» **Supplied information**:
——

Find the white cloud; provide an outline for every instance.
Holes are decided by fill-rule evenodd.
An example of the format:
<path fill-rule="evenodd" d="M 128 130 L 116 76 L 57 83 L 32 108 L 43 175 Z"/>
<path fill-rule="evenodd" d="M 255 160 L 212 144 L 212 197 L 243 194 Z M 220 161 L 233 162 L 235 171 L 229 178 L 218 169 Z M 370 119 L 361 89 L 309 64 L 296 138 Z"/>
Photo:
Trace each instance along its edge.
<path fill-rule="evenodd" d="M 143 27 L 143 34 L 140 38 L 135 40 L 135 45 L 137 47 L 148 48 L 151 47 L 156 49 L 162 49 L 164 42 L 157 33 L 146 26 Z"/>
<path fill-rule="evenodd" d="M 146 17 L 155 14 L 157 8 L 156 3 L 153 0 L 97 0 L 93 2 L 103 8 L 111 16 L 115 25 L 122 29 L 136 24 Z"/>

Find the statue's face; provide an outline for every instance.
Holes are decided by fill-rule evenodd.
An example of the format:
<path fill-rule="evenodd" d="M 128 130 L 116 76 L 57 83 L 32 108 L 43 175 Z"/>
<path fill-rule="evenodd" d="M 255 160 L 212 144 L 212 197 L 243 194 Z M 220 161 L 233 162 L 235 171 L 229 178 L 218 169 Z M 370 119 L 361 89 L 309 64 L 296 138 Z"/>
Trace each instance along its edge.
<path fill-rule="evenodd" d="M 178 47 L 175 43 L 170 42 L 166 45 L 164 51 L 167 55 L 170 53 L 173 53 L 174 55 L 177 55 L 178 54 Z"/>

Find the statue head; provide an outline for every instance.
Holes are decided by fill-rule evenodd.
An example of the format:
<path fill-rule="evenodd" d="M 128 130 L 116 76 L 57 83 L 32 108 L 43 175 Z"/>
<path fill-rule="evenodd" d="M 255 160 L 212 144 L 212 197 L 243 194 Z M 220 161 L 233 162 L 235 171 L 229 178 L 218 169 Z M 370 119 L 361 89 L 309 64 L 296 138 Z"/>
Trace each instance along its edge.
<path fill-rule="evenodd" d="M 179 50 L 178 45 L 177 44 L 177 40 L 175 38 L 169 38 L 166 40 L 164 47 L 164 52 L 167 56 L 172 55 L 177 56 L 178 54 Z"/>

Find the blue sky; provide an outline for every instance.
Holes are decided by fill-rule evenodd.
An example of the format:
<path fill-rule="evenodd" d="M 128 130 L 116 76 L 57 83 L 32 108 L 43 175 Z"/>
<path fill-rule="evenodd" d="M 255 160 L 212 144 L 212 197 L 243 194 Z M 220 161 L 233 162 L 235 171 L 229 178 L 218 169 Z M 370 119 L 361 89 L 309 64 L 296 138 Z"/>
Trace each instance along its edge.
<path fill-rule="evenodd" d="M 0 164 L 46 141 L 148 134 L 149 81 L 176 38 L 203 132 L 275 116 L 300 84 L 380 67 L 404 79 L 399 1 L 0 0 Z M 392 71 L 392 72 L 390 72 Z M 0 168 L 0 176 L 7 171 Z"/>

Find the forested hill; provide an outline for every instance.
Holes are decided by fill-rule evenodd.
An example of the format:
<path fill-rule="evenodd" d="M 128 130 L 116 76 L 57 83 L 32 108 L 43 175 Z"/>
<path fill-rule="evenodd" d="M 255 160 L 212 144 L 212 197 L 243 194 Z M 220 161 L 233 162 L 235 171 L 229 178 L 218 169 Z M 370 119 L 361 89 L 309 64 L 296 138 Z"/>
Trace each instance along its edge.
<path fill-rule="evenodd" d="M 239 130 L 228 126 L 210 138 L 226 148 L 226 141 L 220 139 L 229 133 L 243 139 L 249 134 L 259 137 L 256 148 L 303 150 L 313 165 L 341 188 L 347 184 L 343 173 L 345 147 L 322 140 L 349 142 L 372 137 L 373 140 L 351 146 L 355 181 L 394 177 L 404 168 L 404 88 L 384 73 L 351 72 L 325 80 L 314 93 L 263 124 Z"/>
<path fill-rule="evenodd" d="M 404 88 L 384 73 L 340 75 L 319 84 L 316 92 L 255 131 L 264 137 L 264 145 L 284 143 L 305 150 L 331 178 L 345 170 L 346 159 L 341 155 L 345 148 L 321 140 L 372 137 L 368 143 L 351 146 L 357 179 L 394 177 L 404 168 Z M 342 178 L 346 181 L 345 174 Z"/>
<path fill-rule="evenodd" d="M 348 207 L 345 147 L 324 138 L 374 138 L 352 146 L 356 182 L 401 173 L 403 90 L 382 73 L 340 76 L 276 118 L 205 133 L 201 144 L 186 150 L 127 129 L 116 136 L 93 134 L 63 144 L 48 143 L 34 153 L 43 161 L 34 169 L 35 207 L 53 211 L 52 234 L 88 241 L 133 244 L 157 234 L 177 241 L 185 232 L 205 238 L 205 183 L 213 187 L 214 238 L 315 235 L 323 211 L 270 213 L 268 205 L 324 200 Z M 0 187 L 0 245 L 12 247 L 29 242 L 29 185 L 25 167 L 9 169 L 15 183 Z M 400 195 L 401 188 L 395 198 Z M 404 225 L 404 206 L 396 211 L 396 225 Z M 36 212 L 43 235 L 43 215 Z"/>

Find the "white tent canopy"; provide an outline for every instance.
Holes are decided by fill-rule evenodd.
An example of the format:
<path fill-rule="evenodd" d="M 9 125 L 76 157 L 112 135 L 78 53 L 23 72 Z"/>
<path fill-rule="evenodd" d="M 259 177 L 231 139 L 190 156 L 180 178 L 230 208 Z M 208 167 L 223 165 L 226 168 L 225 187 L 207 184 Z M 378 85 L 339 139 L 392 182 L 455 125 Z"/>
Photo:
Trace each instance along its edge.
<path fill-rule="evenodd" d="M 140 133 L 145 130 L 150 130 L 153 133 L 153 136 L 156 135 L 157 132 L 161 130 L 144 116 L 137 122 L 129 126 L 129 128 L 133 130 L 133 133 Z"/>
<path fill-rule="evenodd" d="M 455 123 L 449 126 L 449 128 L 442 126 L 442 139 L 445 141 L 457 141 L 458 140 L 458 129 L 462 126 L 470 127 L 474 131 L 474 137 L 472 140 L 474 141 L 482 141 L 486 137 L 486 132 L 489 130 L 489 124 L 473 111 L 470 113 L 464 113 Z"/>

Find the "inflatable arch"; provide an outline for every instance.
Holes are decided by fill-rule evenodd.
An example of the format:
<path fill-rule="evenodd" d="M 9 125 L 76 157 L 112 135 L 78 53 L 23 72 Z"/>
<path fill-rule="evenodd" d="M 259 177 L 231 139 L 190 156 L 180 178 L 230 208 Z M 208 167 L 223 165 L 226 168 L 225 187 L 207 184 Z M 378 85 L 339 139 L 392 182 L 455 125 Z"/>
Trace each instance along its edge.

——

» **Exercise objective**:
Please turn the records from the line containing "Find the statue's" up to and including the line containing "179 50 L 178" into a Markdown table with columns n and Line, one row per line, numbered in order, and skip blank lines.

» **Solution to this exercise**:
| n | Line |
|---|---|
| 1 | Find the statue's face; provide an outline for every instance. |
| 2 | Holes are decided by fill-rule evenodd. |
| 3 | An example of the format: |
| 4 | <path fill-rule="evenodd" d="M 128 130 L 116 76 L 57 83 L 32 108 L 43 175 Z"/> |
| 5 | <path fill-rule="evenodd" d="M 255 160 L 212 144 L 212 197 L 243 194 Z M 220 161 L 233 162 L 235 171 L 229 178 L 218 169 Z M 370 119 L 361 89 L 309 64 L 296 138 Z"/> |
| 6 | Trace each instance along its edge. |
| 7 | <path fill-rule="evenodd" d="M 178 47 L 175 43 L 170 42 L 166 45 L 164 51 L 167 55 L 170 53 L 173 53 L 174 55 L 177 55 L 178 54 Z"/> |
| 8 | Find the statue head; provide an outline for every instance. |
| 9 | Holes are decided by fill-rule evenodd. |
| 10 | An example of the format: |
| 11 | <path fill-rule="evenodd" d="M 128 130 L 116 76 L 57 83 L 32 108 L 43 175 Z"/> |
| 12 | <path fill-rule="evenodd" d="M 255 160 L 212 144 L 212 197 L 243 194 Z M 220 161 L 233 162 L 235 171 L 229 178 L 218 169 Z M 370 119 L 361 89 L 309 64 L 296 138 Z"/> |
| 13 | Trace each instance along its edge. |
| 14 | <path fill-rule="evenodd" d="M 179 50 L 178 45 L 177 44 L 177 40 L 175 38 L 169 38 L 166 40 L 164 47 L 164 52 L 167 56 L 172 55 L 177 56 L 178 54 Z"/> |